**Work instruction**: The listing that follows should be copied in full and exactly, with no pictures.

**Data for review**:
:::::

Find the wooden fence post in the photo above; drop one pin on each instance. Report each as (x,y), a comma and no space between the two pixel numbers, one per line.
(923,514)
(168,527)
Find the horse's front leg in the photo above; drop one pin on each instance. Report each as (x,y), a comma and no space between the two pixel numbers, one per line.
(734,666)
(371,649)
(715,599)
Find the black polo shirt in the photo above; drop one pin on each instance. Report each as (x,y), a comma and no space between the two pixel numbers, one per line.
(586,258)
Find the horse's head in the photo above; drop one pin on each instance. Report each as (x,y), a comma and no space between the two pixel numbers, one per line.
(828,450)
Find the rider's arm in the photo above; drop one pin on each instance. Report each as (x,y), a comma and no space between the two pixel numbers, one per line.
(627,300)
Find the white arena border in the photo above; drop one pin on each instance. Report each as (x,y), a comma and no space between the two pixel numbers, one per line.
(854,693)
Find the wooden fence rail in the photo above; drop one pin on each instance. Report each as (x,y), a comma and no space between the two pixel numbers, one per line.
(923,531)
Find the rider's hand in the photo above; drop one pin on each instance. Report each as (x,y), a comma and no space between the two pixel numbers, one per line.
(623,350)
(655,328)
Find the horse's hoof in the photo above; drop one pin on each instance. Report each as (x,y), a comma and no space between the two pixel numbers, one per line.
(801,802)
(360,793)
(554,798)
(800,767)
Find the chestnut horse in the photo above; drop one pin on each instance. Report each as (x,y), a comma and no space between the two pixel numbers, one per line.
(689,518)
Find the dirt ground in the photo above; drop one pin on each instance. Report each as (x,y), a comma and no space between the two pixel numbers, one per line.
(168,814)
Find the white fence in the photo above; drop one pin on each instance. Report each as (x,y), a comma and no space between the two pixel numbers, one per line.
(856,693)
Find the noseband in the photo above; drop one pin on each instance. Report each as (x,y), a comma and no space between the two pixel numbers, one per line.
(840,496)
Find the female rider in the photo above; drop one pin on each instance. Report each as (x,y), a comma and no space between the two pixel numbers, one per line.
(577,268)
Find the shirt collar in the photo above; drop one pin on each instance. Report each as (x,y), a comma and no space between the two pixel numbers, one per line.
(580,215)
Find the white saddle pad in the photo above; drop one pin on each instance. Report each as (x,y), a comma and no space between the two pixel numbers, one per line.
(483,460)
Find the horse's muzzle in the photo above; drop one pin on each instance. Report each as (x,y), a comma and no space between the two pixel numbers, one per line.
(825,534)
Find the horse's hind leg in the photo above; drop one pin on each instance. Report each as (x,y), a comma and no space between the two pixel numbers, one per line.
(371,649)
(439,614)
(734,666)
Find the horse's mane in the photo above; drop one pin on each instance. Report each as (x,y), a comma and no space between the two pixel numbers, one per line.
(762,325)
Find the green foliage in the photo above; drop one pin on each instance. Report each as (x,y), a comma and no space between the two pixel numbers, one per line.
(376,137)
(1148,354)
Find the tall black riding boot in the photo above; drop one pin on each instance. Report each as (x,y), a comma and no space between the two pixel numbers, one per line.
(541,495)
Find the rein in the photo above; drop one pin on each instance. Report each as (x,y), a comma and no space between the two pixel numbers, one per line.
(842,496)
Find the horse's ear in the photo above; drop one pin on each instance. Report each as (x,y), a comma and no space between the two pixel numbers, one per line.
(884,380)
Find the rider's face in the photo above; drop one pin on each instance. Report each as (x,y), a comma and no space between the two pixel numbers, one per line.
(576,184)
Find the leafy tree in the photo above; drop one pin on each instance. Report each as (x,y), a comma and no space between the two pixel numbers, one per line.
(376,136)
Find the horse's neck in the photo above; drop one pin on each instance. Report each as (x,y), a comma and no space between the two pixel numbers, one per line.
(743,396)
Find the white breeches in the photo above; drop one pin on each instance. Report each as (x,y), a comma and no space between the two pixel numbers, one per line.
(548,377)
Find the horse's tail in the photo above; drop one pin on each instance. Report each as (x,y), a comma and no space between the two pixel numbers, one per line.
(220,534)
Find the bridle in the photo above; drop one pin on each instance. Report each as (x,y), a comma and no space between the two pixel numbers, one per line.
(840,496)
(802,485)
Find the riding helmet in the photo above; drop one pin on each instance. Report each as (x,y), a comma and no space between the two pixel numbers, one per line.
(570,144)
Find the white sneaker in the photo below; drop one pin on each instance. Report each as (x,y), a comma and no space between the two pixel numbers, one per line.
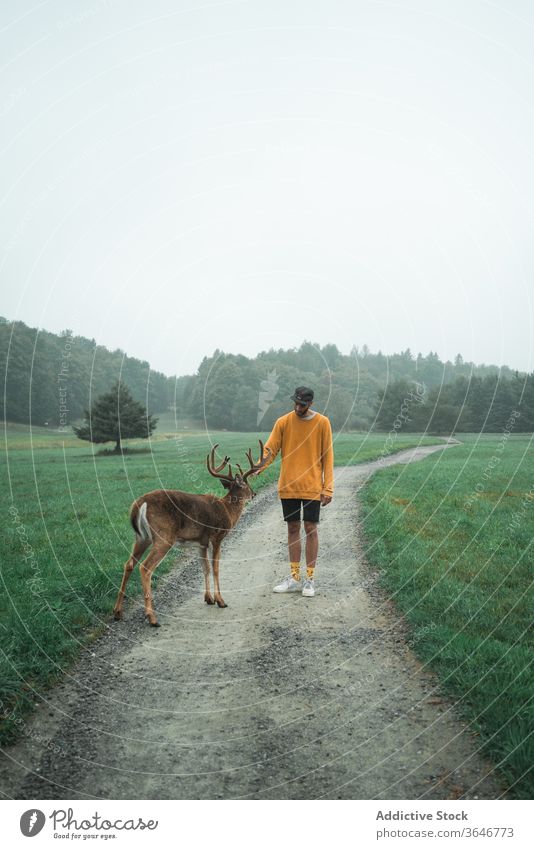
(308,589)
(288,585)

:::::

**Solution to this problem**:
Find the wooden fence post in the photo above; drop one pin on each instance. Report each as (x,y), a comma and no space between the two pixel numbers, one per line.
(923,514)
(168,527)
Find the horse's front leg in the photo above; drop one pin on each instance. Report each as (x,y), a comma and no space between the two pixel numbers, one per line.
(734,666)
(371,649)
(715,599)
Find the black polo shirt in the photo above; drop one pin on each instance. Report each as (x,y), a comma and no space between the two pixel numbers, one per line.
(586,258)
Find the horse's head in the photo above; drop one pin on each instance. Report each as (x,y), a comma and no space between the two pixel numbers, one per line.
(828,450)
Find the rider's arm in the photo above; drop one pin on each instance. Report each as (x,y), a comma and no space between the two pixel numbers, one per line.
(627,300)
Find the white arena border in the photo above; drop one pin on each instance. Report each as (x,y), a comma and no space between the two pixel numbers, one per line.
(854,693)
Find the wooden fence rail in the photo above; drop one pin on each instance. Report each as (x,y), a comma and no space between the two pixel numbers, one per line.
(923,531)
Find the rider's hand in the photo above; drop one pin on each instance. Report each as (x,y), a comma and no space between the two pixel numbers, one per line.
(623,350)
(655,328)
Find the horse's hoof in the photo above; drop one pin on each instance. Report each as (x,y), a comma and no space between the two pixel numbers, one per line.
(801,802)
(360,793)
(554,798)
(800,767)
Find the chestnut horse in the photo above; drop one pin on each instance. Report each as (x,y), a comma and no space between the two pixel numbers, one per line.
(689,518)
Find the dirt ground in the photo above; drop one pin on each instance. Report each as (x,y), a comma and no space between the two pixel numbers, one per line.
(168,814)
Find the white fence in the photo above; drop one pin on each instance. Report each as (x,y), a comma and no space between the two pixel numbers, one per line.
(856,693)
Find the noseband in the photo above; drop one pin on each instance. Report each as (x,y), a comma and no space between the two pixel numbers, one per line.
(840,496)
Find the female rider in the photo above; drop one pin on each instance. Report each as (x,y), a comma and no space between the two pixel numbers, one per line.
(577,268)
Find the shirt collar in the photo above; drop one pin on each instance. Report each as (x,y), a comma and no space between the two pixel numbers, one per line.
(580,215)
Find the white saddle pad in the photo above; drop one pin on each instance. Report each as (x,y), a comma and no space between the two pixel numbers, one per line.
(483,460)
Find the horse's muzzle in the photo above; drop one pin on each instance. Report each as (x,y), a comma and no space between the two pixel numbers, one per line.
(825,534)
Find the horse's hind leg in the photo above; drop one pin on each instance. Report each as (x,y), a comma and no space between the two pixel numbers, one per line.
(371,649)
(439,614)
(734,666)
Find the horse's mane in the photo above; drop one pin on each instance. Report each as (x,y), a comma and no space between the two pixel numbers, one per line.
(762,325)
Find the green foliage in the photo above; drop one pin on each instance. Report each as (x,y), a comma and no space between the two pixel numbers, one per line.
(376,137)
(1148,354)
Find the tall black riding boot in the photo above; drop one pin on each instance. Report each as (x,y), a comma and no space between the two pixel numbers, one per line.
(541,495)
Find the rein in the photo above; drop one pin on each instance. Report each as (x,y), a comma and no space between the two pixel numbers, one per line.
(842,496)
Find the horse's ear in the photo above; drop one pin on each instance. Report each as (x,y), a comma and no space between the two pixel numbers, one per line.
(884,380)
Find the rider's face in the photo above; drop one pin on each instance. Report each as (x,y), a comma and no space between the two pixel numbers, one per line.
(576,184)
Find the leafy tree in the photo above; drop one pin on each instance. Report each as (x,y), a comma and no space between the two pixel numbers, one per line.
(376,136)
Find the horse's neck in the photo above; drop one pin on each instance. Report each as (x,y), a comma and no space between the two pixel numbers, one per line.
(743,396)
Find the white breeches in the photo above; drop one pin on each instance. Report each as (x,y), a comma and no space between the two pixel numbers, one per line.
(548,377)
Find the horse's tail in the photo above; drop one pin on each instance. Report each as (x,y), a comma and no space between the two pixel numbers, one per line.
(220,534)
Find the bridle in the photo above; drop one pin on each instance. Report each as (x,y), a comma and no space between the two pixel numbers, one per line.
(840,496)
(802,485)
Find the riding helmet in the photo above; drop one pin on each instance. Report each as (x,y), a comma and no space between the two pixel numbers, one per line.
(570,144)
Find the white sneaker in the photo below; drop one pin on each instance. Report each as (x,y), a comma and no space between the two pixel numbers, one per line.
(308,589)
(288,585)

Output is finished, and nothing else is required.